Method and apparatus for determining direction parameters of a continuously explored borehole
Abstract
Method and apparatus for continuously determining direction parameters of a borehole from the position of a well logging tool in the borehole during tool movement in the borehole, comprise a well logging tool including an accelerometer and a direction indicator, such as a magnetometer, with three sensitive axes respectively. Output signals derived from the accelerometer are prefiltered and then combined with respective output signals derived from the direction indicator in a manner so as to reduce to negligible proportions the effects of tool motion on respective ones of the output signals. The resulting signal is then subjected to a selective low-pass filtering, and the components thereof are thereafter, respectively combined with corresponding, suitable components of the original output signals in a manner such as to derive direction parameters for the borehole.
Claims
exact text as granted — not AI-modifiedWhat is claimed is:
1. Method for determining at least two direction parameters of a borehole as a function of depth, comprising the steps of: producing an acceleration signal with three components representing a set of accelerations undergone by a tool travelling through the borehole, said components being detected along three reference axes related to this tool; producing a reference signal with three components representing a vector of fixed direction different from the vertical, in relation with said three reference axes; combining the components of said signals, measured at a given depth of the borehole, so as to eliminate the effects of tool movement in the components of one of said signals, constituting a signal to be stabilized, by means of the components of the other signal, constituting a stabilizing signal; and combining the resulting components with components of said signals in a manner so as to derive parameters related to the position of the tool in the borehole and therefore related to direction parameters of the borehole.
2. The method of claim 1, further comprising the step of filtering said stabilized components of said signal to be stabilized to eliminate from these components the variations in frequency which are higher than the maximum frequency of the variations attributable to the acceleration of gravity.

● Brief 1:
For each step of claim 1 in the borehole direction text, give its opening words up to its first comma, or the whole step if it has no comma.
● Brief 2:
Retype the part of the borehole direction text starting with "2. The method" and going on through "acceleration of gravity.".

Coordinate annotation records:
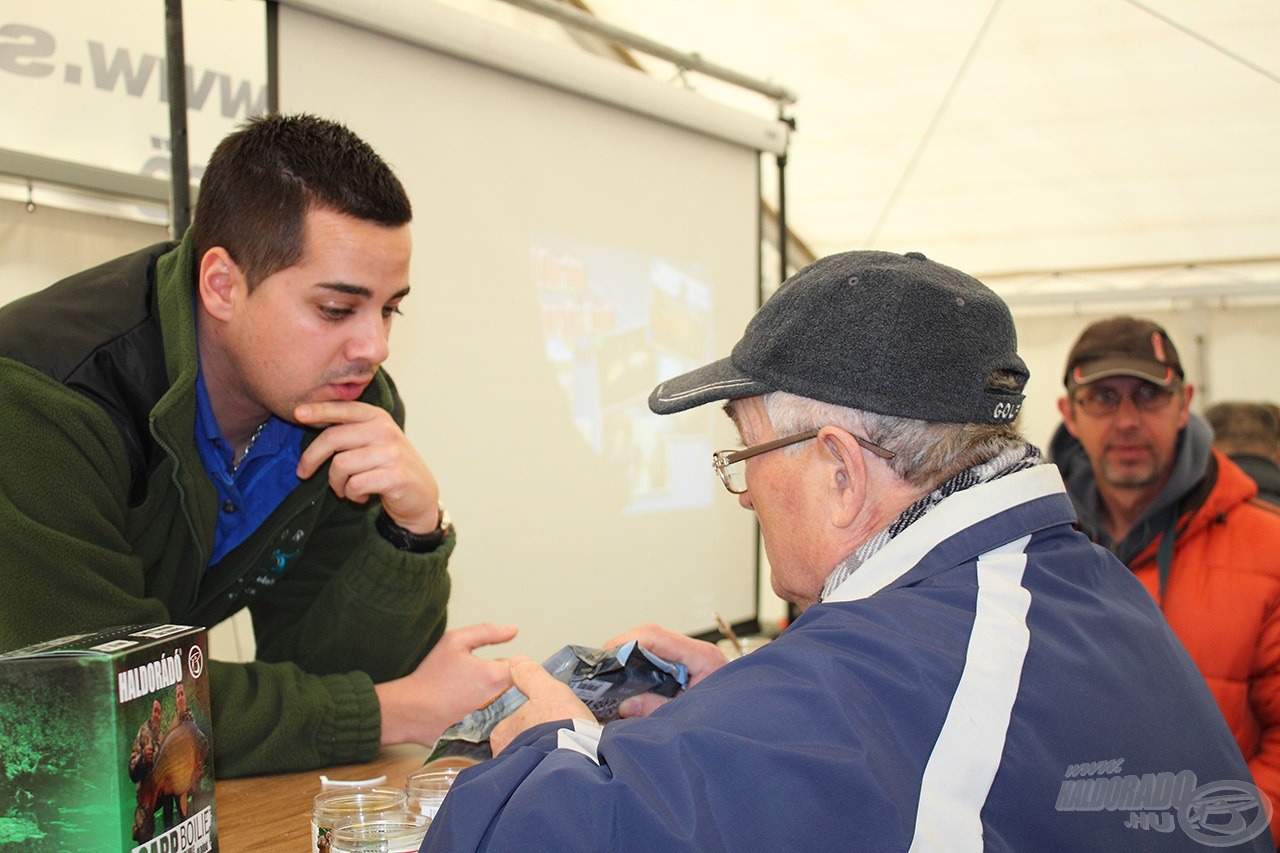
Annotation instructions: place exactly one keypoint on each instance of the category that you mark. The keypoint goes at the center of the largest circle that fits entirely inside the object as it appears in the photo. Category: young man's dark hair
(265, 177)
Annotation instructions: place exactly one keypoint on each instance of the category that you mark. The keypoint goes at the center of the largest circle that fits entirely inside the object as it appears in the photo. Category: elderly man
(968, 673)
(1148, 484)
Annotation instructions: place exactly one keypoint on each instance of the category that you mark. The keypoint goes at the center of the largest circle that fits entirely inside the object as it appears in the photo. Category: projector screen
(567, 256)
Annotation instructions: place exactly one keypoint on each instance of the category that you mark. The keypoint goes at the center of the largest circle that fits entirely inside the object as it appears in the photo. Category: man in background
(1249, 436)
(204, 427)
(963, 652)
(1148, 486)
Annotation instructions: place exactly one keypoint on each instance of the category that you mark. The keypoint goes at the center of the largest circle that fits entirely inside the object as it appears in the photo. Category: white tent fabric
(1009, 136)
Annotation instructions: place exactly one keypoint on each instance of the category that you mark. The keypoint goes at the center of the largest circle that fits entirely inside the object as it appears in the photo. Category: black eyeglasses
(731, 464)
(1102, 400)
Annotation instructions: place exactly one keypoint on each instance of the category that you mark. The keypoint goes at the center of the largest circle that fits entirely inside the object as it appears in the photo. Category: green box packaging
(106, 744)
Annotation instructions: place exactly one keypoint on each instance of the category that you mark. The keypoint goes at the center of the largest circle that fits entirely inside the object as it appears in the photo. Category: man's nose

● Expected answer 1:
- producing an acceleration signal with three components representing a set of accelerations undergone by a tool travelling through the borehole
- producing a reference signal with three components representing a vector of fixed direction different from the vertical
- combining the components of said signals
- combining the resulting components with components of said signals in a manner so as to derive parameters related to the position of the tool in the borehole and therefore related to direction parameters of the borehole

● Expected answer 2:
2. The method of claim 1, further comprising the step of filtering said stabilized components of said signal to be stabilized to eliminate from these components the variations in frequency which are higher than the maximum frequency of the variations attributable to the acceleration of gravity.